[Detection annotation records]
-- begin --

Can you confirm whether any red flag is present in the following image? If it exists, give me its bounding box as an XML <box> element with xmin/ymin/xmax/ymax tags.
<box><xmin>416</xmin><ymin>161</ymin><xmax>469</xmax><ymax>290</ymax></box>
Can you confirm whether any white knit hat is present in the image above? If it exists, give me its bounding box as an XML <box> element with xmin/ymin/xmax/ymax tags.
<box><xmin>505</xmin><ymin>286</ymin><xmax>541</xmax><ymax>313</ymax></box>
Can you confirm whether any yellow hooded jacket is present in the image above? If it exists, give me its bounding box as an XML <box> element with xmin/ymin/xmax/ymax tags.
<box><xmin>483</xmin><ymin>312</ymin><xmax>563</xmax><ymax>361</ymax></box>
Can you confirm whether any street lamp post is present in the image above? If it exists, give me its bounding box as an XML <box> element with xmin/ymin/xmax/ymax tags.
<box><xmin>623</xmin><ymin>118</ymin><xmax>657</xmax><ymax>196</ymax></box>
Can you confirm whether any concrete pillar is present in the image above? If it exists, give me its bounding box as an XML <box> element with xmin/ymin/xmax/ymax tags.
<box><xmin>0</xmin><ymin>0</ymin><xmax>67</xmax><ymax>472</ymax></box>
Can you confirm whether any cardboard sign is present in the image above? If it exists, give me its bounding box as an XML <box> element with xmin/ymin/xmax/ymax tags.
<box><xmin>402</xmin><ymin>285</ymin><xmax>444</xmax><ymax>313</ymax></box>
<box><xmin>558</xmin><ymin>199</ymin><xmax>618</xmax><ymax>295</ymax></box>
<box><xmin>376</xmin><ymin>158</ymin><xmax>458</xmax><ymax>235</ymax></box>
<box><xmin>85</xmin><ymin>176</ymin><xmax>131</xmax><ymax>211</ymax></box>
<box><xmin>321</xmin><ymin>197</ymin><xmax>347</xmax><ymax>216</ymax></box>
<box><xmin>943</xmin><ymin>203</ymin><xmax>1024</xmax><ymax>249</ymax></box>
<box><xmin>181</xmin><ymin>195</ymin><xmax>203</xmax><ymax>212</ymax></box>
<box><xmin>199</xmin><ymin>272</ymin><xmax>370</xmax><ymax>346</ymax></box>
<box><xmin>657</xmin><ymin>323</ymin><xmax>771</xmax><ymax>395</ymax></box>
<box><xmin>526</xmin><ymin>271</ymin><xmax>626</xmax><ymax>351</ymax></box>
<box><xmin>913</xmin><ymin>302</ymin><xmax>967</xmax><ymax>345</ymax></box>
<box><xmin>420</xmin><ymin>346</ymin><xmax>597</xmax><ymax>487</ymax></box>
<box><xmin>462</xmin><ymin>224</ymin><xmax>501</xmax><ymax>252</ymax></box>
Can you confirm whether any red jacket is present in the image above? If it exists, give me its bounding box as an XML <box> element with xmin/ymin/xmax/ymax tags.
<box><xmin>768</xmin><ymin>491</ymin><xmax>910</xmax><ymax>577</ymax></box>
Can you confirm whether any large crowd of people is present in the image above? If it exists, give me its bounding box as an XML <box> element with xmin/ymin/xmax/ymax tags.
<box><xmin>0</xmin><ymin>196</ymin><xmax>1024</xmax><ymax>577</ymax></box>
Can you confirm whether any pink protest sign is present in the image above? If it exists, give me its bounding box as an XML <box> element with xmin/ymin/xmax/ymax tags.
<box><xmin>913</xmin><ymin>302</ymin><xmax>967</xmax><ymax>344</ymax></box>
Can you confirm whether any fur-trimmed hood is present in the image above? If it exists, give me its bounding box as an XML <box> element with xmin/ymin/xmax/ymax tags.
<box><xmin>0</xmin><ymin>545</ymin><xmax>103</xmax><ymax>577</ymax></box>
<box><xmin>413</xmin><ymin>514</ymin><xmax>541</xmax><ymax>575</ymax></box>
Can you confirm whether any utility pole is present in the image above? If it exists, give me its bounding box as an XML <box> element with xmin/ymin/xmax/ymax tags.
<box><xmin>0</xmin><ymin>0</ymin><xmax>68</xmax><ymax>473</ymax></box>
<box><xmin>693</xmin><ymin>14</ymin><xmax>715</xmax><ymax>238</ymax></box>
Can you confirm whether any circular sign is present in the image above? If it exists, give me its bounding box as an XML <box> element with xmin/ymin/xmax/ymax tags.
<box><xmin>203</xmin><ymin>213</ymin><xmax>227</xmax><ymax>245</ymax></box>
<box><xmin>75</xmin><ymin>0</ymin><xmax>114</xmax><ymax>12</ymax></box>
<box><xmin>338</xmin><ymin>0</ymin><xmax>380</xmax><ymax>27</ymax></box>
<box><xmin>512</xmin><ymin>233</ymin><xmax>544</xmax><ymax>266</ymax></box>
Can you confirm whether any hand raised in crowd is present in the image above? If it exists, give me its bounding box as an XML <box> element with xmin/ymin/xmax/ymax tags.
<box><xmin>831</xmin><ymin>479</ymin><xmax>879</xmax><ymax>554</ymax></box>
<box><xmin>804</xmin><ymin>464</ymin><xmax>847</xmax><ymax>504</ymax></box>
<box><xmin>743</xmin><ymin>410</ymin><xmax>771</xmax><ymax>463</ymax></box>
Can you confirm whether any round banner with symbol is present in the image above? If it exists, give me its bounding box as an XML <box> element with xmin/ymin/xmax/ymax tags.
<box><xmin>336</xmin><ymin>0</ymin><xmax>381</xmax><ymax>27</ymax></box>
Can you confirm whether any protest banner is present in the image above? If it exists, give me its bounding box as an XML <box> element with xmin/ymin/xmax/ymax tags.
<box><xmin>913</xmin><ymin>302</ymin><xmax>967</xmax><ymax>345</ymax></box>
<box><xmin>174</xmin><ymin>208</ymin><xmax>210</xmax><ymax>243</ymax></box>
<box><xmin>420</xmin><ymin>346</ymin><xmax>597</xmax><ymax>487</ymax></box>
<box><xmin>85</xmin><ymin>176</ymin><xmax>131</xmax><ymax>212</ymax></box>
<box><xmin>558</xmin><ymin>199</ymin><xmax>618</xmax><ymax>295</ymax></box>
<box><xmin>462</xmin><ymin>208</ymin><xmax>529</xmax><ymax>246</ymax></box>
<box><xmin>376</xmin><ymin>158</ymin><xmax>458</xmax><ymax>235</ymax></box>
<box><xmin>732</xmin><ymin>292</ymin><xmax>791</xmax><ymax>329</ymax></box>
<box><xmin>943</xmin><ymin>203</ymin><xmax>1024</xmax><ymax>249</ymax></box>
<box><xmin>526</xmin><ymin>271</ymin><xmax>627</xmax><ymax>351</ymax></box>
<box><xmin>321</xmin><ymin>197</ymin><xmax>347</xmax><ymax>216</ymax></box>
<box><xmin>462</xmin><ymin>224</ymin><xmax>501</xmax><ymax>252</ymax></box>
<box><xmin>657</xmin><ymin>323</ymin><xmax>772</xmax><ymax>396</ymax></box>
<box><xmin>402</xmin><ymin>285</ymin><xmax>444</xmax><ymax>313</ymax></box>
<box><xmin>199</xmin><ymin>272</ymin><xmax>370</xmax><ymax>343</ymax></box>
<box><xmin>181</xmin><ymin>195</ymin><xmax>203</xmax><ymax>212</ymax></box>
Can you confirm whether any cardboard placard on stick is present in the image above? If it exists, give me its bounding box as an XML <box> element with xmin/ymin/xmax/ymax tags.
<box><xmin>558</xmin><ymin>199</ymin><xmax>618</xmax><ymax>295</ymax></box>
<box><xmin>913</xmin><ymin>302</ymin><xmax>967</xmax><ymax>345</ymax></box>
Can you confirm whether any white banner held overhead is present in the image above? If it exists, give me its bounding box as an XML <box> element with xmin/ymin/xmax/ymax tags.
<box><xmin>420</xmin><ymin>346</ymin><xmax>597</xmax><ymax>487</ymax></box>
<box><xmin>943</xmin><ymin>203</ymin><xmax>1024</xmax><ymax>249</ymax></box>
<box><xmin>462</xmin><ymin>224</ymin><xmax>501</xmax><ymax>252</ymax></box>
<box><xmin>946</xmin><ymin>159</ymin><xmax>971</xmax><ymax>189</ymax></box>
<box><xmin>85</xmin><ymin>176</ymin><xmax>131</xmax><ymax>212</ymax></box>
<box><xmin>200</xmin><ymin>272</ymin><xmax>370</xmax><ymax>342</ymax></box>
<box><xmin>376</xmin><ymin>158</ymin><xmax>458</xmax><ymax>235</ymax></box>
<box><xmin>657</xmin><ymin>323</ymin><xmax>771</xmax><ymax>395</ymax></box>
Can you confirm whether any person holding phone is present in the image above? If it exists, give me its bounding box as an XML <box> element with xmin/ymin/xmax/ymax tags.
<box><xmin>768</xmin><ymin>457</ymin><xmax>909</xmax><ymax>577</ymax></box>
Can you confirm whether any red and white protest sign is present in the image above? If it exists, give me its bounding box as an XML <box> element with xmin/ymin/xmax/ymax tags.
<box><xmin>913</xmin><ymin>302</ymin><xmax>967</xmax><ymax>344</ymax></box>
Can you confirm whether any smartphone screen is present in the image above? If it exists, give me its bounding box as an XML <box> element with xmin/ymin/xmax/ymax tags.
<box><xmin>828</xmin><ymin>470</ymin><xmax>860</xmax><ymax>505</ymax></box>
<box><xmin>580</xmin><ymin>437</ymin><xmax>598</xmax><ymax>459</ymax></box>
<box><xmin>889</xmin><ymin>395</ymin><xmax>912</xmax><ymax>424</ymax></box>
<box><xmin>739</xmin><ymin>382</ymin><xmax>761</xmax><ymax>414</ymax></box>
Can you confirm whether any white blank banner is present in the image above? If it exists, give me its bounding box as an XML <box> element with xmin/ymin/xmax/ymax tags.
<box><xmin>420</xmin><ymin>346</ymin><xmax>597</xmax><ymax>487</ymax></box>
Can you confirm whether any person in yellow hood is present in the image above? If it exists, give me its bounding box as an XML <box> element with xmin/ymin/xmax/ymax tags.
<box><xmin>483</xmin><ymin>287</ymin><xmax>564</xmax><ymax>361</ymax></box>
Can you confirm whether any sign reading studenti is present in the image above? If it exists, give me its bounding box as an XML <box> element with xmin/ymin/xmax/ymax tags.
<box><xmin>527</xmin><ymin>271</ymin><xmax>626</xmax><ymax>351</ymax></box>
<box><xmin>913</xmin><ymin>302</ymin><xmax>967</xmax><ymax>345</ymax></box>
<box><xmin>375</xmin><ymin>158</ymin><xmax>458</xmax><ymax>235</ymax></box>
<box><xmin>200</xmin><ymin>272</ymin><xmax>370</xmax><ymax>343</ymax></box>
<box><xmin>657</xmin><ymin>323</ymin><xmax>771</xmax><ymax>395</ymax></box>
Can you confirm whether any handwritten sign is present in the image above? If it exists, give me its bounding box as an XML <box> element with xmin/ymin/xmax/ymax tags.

-- end --

### Required work
Take the line with "Can you confirm whether any person in" and all lines after it to the last line, and reproduce them exactly.

### Result for this exercise
Can you confirm whether any person in yellow hood is present in the image above? If it exists, give me its bounding box as an XML <box> element with xmin/ymin/xmax/ymax tags.
<box><xmin>483</xmin><ymin>287</ymin><xmax>564</xmax><ymax>361</ymax></box>
Can you confirm whether any sign reading studenti is present in the image above? If it exists, give me its bounding box as an XML <box> element with xmin/ymin/xmax/ymax tags.
<box><xmin>527</xmin><ymin>271</ymin><xmax>626</xmax><ymax>351</ymax></box>
<box><xmin>913</xmin><ymin>302</ymin><xmax>967</xmax><ymax>345</ymax></box>
<box><xmin>375</xmin><ymin>158</ymin><xmax>458</xmax><ymax>235</ymax></box>
<box><xmin>200</xmin><ymin>272</ymin><xmax>370</xmax><ymax>343</ymax></box>
<box><xmin>657</xmin><ymin>323</ymin><xmax>771</xmax><ymax>395</ymax></box>
Can you confirm whether any handwritten sign is present in the image above? If it exists, give me its bounding box as an XML <box> element with xmin/ymin/xmax/ymax tags.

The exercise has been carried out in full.